DATASET RECORDS START
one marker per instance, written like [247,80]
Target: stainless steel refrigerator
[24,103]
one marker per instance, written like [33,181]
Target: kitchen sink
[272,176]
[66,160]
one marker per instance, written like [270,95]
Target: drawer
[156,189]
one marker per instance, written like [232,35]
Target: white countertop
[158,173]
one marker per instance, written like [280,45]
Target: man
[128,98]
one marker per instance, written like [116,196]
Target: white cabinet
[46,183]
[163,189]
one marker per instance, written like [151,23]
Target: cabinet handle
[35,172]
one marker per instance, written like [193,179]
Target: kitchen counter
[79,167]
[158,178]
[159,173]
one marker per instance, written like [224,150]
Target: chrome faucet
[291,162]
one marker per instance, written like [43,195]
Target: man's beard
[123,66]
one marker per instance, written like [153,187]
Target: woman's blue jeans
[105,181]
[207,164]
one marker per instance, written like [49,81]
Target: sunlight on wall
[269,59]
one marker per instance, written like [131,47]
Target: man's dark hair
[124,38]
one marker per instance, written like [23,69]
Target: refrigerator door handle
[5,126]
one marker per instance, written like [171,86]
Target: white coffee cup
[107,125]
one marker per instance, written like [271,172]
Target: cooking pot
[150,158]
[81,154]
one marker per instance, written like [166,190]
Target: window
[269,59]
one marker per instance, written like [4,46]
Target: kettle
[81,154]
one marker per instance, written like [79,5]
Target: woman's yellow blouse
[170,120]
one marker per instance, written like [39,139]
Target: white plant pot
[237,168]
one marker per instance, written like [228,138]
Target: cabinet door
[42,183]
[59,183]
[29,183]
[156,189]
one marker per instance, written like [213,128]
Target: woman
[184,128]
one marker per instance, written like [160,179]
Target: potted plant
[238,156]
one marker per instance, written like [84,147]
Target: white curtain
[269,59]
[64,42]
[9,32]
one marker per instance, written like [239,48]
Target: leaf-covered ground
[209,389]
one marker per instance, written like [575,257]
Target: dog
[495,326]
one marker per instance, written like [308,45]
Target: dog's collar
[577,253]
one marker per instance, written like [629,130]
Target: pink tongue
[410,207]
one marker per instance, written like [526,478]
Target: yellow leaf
DATASET RECORDS END
The line containing "Target: potted plant" marks where to begin; the last line of the records marks where to stop. Copy both and all between, exactly.

Target: potted plant
[238,156]
one marker per instance, written like [84,147]
Target: white curtain
[269,59]
[64,42]
[9,32]
one marker per instance, written like [239,48]
Target: leaf-covered ground
[209,389]
one marker per instance, written like [575,257]
Target: dog
[495,326]
one marker per instance, written like [308,45]
Target: dog's collar
[577,253]
one marker per instance, written like [629,130]
Target: pink tongue
[410,207]
one marker per instance, written like [526,478]
Target: yellow leaf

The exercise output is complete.